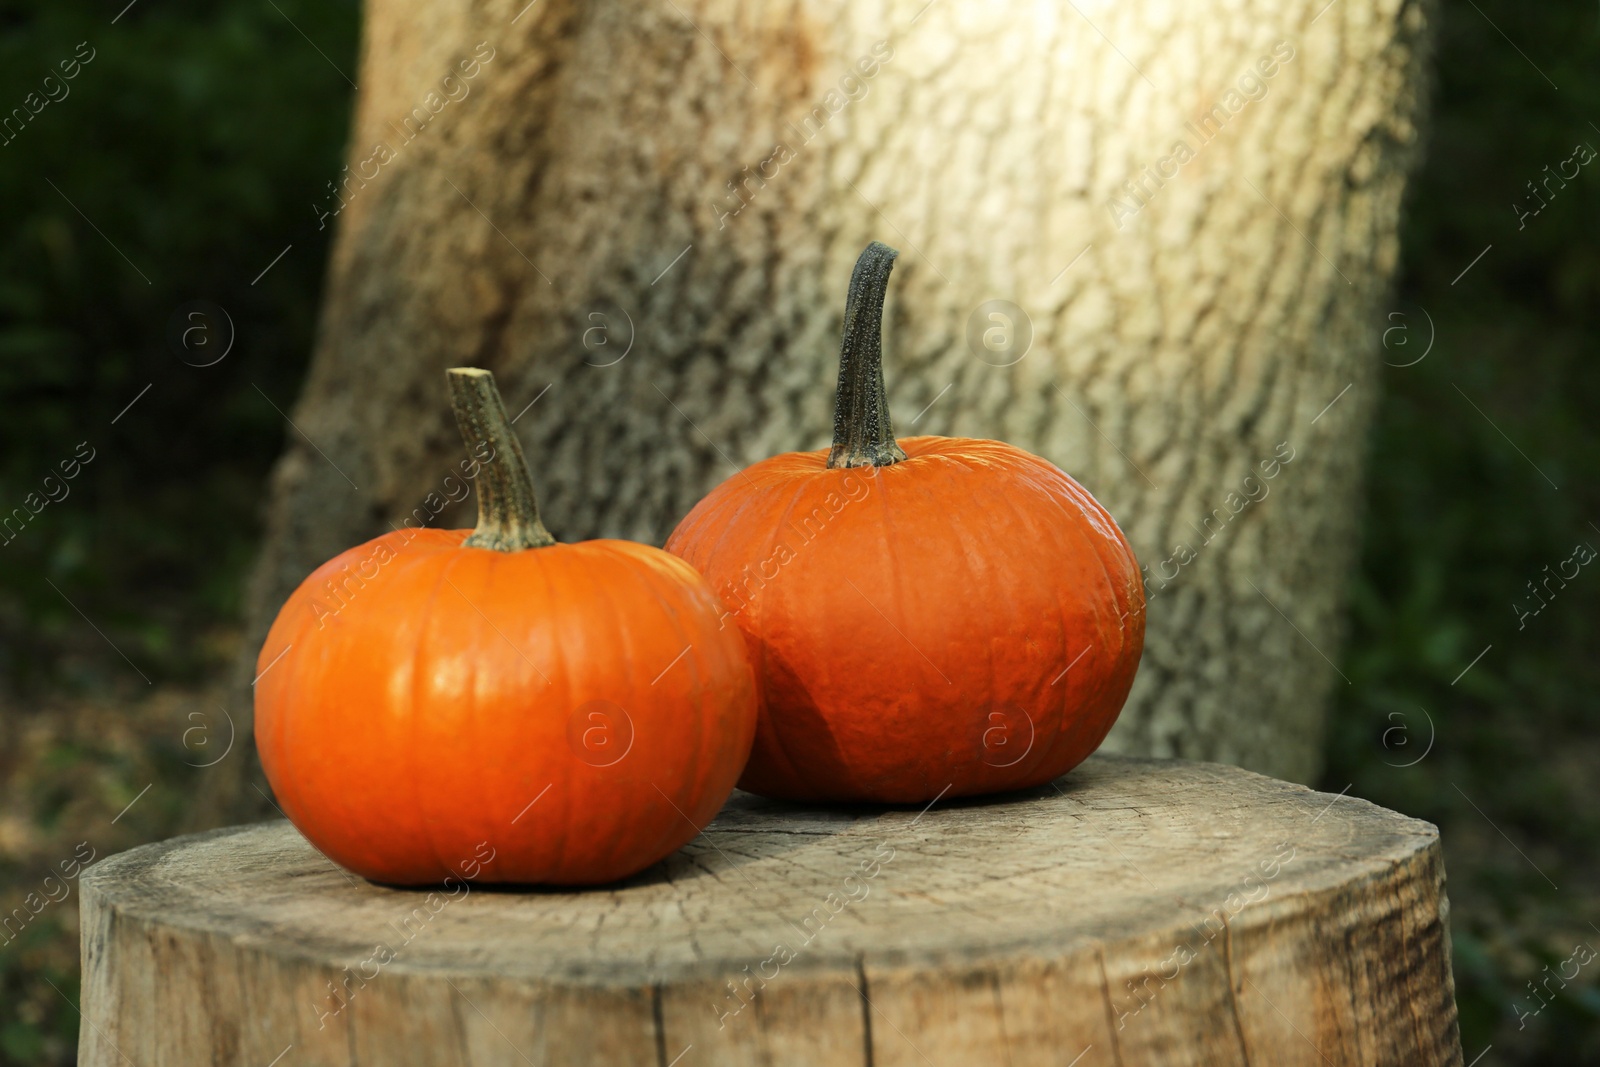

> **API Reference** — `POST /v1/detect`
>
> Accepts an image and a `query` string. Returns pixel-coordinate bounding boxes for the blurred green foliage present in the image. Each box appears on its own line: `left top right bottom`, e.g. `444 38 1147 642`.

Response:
0 0 1596 1063
1321 1 1600 1062
0 0 356 691
0 2 357 1062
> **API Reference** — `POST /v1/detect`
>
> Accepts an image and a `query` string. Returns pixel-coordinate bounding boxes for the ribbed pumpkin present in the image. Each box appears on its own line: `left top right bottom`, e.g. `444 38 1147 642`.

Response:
255 368 757 885
666 243 1144 803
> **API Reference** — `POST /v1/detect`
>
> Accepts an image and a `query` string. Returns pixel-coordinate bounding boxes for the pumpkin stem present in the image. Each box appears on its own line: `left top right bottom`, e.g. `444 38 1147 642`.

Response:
827 241 908 470
448 368 557 551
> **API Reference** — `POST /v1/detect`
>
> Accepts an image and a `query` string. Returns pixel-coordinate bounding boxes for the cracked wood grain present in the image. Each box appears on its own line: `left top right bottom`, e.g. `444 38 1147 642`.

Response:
82 755 1460 1066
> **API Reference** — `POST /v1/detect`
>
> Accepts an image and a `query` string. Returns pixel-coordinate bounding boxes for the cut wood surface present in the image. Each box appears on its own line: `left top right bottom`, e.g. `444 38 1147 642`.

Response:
80 755 1461 1066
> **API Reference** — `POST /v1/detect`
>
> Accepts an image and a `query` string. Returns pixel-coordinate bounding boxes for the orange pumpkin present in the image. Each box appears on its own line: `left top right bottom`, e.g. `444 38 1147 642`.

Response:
255 368 757 885
666 243 1144 803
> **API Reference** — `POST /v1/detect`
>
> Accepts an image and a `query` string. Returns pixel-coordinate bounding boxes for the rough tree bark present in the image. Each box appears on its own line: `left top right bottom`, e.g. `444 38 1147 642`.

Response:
215 0 1432 816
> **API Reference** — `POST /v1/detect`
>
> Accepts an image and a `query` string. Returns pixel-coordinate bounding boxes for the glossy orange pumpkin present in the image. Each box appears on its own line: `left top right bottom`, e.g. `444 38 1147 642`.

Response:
666 243 1144 803
255 369 757 885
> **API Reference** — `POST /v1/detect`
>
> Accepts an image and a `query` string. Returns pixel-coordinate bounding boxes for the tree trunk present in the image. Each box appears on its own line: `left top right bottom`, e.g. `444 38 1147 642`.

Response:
84 756 1461 1066
217 0 1433 817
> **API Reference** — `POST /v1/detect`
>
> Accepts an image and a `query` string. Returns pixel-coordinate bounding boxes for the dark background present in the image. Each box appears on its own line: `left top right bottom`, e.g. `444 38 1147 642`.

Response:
0 1 1595 1062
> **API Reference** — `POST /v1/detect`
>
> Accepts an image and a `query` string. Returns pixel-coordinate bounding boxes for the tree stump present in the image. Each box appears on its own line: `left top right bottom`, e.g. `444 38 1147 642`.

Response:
79 755 1461 1066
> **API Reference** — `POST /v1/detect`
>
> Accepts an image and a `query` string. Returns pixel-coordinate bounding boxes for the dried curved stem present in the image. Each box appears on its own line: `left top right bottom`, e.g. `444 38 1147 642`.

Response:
448 368 556 551
827 241 907 469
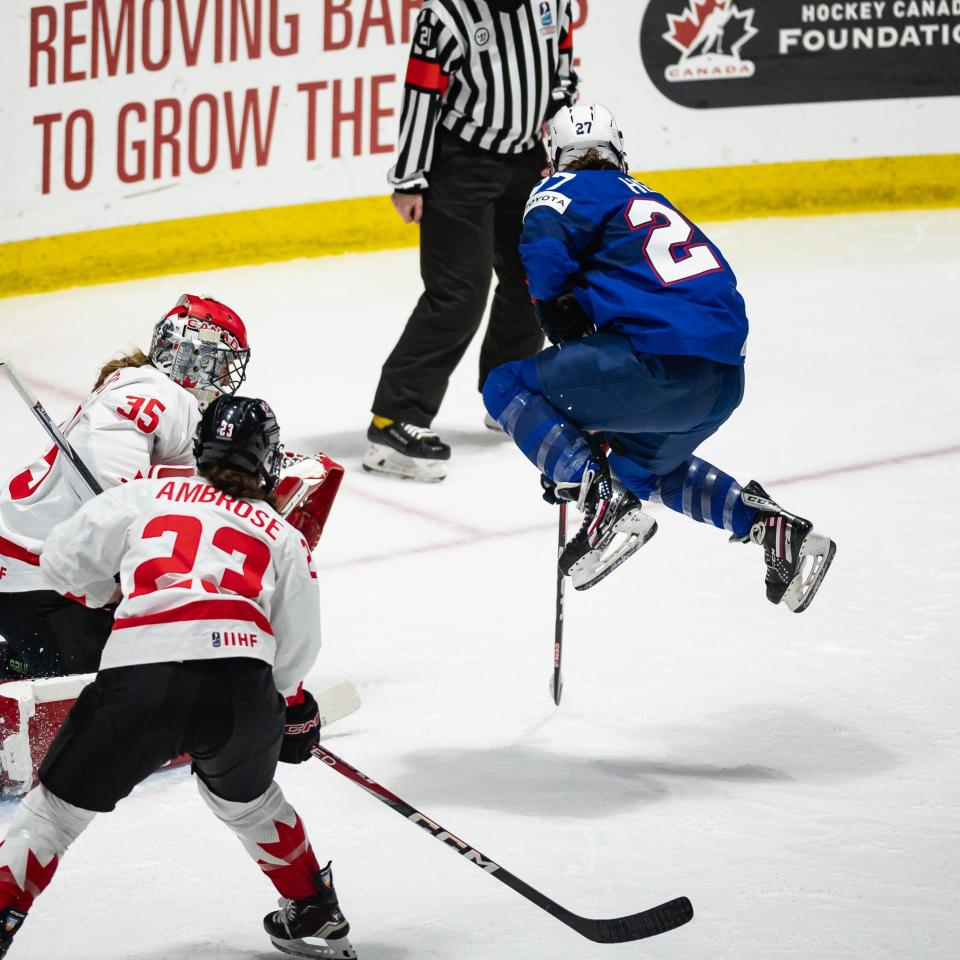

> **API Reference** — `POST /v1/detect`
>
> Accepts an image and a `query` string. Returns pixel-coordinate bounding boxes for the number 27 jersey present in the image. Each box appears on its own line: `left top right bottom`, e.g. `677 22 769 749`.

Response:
520 169 749 366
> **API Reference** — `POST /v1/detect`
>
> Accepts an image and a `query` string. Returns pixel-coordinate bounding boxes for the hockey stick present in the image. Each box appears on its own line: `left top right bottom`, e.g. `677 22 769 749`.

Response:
551 503 566 705
316 680 361 729
311 743 693 943
0 358 102 497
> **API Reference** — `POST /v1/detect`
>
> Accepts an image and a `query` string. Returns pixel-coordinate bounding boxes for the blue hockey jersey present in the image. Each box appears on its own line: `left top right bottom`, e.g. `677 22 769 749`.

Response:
519 170 749 366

- _About this task_: An exact copy of every entry above is needed, with the pictures left out.

- _Task result_:
> **API Reference** — `POST /v1/detect`
>
> Accepts an image and a `query` string. Returns pixel-coordinate bounding boxes for the blurred green foliage present in the image. Each box appears on its own line: `left top right bottom`, e.g. `444 38 1147 642`.

Response:
0 0 1596 1063
1321 1 1600 1062
0 0 356 691
0 2 357 1062
> **API Reference** — `POST /v1/detect`
>
> Accepts an image and a `query` string. Returns pixel-coordinate bounding boxes for the ribbed pumpkin present in the image. Each box appears on its own line: `left top right bottom`, e.g. `444 38 1147 642`.

Response:
255 368 757 885
666 243 1144 803
> **API Reference** — `POST /v1/detect`
>
> Accepts an image and a `query` string. Returns pixel-coordinate bounding boxes for the pumpkin stem present in the image. Each box appears on its own line: `left top right bottom`, e.g. `444 38 1147 642`.

Response:
827 241 908 470
448 368 557 551
> **API Reference** — `POST /v1/detect`
>
> Accepts an image and a `query` string. Returns pixel-coordinate bounding boxes for the cracked wood grain present in the image. Each box appears on its own line: `left top right bottom`, e.g. `444 38 1147 642`.

Response:
82 755 1460 1066
> **API Reference** — `POST /v1/detect`
>
> Accepts an image and a `query` string. Returns pixel-coordinate bounding boxes for the cut wood surface present in the image. Each box appears on its own line: `left top right bottom`, e.g. `444 38 1147 642`.

Response:
80 755 1461 1066
> **API Reference** — `POST /v1/detect`
>
> Accepts an image and a `query` string. Returns pixel-coordinate bounding boxes for the orange pumpkin present in the image. Each box appears on its own line: `left top right bottom`, e.g. `444 38 1147 642`.

Response:
255 368 757 885
666 243 1144 803
> **API Reference** — `POST /v1/detect`
>
> Accepts an image and a `query` string. Returns pixel-coordinate bounding boxes for the rough tree bark present in the image. Each box appears on its own line: `left top right bottom`, e.g. `444 38 1147 642`.

Response:
215 0 1432 816
> **API Reference** — `POST /v1/detect`
>
> Accepts an image and a `query` string. Returns pixel-coordinate bounding boxes for the glossy orange pumpkin present in the image. Each box appears on its own line: `left top right bottom`, e.g. `444 38 1147 642`.

Response:
666 243 1144 803
255 369 757 885
> **API Reference** — `POST /v1/detect`
>
> Accepts an image and a `query` string. Returns pixel-coordinate bounding boxes for the tree trunk present in the image. Each box appears on its own line: `left top right bottom`, e.g. `444 38 1147 642`.

Response:
84 756 1461 1066
217 0 1433 817
> **API Reference** — `POST /v1/detect`
>
> Accepts an image and a `query` string. Returns pixel-coordinate bounding boxes for the dark background present in the image. Each box appears on its own line: `left top right bottom`, e.g. `444 38 1147 642`.

Response:
0 1 1595 1062
> **API Reference** — `POST /v1/detect`
>
> Accepts an image and a `query` string. Returns pixel-coordinate bounding boxes for the tree stump present in the image. Each box appears on its own line: `left top right bottom`, e.g. `444 38 1147 642`.

Response:
79 755 1461 1066
> **API Reference** — `POST /v1/detect`
>
> Accepts an image and a `query` string. Returns pixel-coordinate bounding boxes for the dried curved stem present in the image. Each box appears on its own line: `left top right bottom`, e.g. `444 38 1147 642`.

Response:
448 368 556 551
827 241 907 469

> **API Reference** — `POST /v1/detect`
>
> Accepts an image and a `query` string. Returns pixel-coordinate bounding boxes for the number 27 jersey present in the image. Each box appears on its own line: `left top right bottom`, e.g. `677 22 769 749`.

Response:
520 169 749 366
> **API Reference** — `POST /v1/detect`
>
> Accepts an image and a `query` string. Returns pixel-coordinate bounding boxes for the hockey stick present in the image. Each box appears on its own line: `left top right bottom`, e.g. `677 22 769 749`.

Response:
551 503 566 705
316 680 361 729
311 743 693 943
0 358 102 497
> **API Reference** — `POST /v1/detect`
>
> Accepts an image and a `query` string. Returns pixel-coordinate bounding boxes for the blue hockey jersey present in the image. Each box appears on its own line: `left top right bottom`, e.g. `677 22 769 749`.

Response:
519 170 749 366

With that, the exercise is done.